■ **EXTRACT PROVIDED**

Energies, 2020, vol. 13, issue 17, 1-15

Abstract: The goal of this paper was to evaluate heat loss and the demand of district heating (DH) in the context of the fourth generation DH concept using a data-driven approach. The heat loss profile was calculated with GIS Zulu© (software (8.0.0.7539, Politerm, LLC, St.Petersburg, Russia) using eight various states of insulation, detailed information on thermal conductivity, internal heat transfer coefficient, and geometry of the concrete trench. There is a strong correlation between the heat sold and the average annual outdoor temperatures. The outstanding episodes are extremely rare, and the difference in the overall pattern is elusive. The results of the annual heat production and annual heat loss analyses were compared using three different estimation methods. The new method was the only one that showed a positive effect after the complete modernization of thermal insulation. The actual proportion of heat loss is much higher at 16%, while the actual heat delivery is less than anticipated at 85–86% only. The trend of the normative approach is correct but cannot determine changes in network heat loss due to aging. The method focuses on the effects of the state of insulation and actual supply temperature levels. The transition to smart energy systems includes strategic and progressive energy planning, as well as new pricing rules and tariffs. Thus, the method presented is the first step in the transition towards the fourth generation DH networks.

■ **WORK INSTRUCTIONS**
1 > According to the abstract, what is the actual proportion of heat loss?
2 > List all the inputs the abstract says were used to calculate the heat loss profile.

■ **Object position labeling entries**
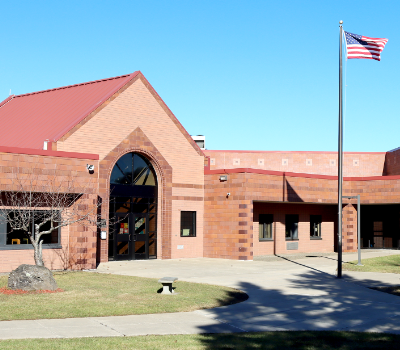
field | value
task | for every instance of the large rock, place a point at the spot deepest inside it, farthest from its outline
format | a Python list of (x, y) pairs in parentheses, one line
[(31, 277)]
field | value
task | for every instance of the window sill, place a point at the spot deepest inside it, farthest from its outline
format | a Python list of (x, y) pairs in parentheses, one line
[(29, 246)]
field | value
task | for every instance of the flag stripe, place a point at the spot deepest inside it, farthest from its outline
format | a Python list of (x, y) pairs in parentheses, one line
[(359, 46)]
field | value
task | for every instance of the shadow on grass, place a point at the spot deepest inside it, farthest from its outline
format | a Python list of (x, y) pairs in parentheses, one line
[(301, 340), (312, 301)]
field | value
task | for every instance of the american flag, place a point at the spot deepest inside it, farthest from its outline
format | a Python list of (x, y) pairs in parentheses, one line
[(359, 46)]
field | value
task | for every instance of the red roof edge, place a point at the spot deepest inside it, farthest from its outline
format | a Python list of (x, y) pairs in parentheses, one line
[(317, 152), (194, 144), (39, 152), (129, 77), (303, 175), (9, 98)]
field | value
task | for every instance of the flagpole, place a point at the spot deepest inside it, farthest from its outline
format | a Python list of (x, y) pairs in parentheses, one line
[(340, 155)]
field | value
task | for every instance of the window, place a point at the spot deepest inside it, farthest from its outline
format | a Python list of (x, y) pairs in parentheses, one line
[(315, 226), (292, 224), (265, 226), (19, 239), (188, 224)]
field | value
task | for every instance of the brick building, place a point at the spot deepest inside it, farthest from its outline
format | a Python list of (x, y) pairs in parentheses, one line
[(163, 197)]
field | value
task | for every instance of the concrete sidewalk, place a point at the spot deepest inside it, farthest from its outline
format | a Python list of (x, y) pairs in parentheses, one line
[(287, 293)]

...

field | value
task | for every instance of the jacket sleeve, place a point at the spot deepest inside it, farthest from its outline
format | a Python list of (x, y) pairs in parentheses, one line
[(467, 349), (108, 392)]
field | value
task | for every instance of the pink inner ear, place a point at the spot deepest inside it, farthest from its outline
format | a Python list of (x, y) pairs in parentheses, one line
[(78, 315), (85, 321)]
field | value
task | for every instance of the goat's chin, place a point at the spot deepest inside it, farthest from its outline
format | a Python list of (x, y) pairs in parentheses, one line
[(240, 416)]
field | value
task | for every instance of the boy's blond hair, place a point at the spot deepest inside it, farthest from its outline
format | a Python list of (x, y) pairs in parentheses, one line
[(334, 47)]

---

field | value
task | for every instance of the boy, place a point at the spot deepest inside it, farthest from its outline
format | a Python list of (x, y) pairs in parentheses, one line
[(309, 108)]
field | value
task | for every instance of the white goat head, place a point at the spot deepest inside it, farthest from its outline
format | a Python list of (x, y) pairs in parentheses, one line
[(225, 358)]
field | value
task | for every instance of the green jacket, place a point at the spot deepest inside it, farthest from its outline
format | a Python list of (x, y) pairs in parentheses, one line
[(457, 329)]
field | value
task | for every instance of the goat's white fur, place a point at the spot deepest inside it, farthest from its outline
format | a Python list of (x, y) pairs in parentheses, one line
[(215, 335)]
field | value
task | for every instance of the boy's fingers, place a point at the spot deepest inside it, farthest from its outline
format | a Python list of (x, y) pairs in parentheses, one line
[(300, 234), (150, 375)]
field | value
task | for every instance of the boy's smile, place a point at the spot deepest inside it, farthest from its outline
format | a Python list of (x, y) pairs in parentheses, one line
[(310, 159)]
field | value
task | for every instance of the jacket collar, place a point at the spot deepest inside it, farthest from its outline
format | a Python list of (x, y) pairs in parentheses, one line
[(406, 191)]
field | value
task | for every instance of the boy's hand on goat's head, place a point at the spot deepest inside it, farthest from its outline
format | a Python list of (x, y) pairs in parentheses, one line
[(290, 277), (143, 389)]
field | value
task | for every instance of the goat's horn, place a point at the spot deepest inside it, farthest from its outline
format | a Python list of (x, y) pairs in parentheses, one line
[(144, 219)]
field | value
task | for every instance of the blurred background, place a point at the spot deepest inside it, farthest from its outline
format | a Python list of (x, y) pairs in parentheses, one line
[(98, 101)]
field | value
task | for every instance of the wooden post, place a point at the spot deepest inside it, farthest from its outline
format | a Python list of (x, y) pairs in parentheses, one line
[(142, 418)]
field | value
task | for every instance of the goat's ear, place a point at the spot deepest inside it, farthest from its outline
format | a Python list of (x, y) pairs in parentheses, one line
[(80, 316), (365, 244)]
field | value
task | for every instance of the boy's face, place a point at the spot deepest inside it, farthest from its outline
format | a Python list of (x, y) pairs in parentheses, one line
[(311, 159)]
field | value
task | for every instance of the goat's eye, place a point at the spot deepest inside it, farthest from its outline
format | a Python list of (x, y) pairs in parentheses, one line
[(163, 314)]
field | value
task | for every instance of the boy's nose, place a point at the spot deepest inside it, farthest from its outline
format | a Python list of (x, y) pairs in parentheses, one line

■ **CORRECT ANSWERS**
1 > 16%

2 >
- Eight various states of insulation
- Thermal conductivity
- Internal heat transfer coefficient
- Geometry of the concrete trench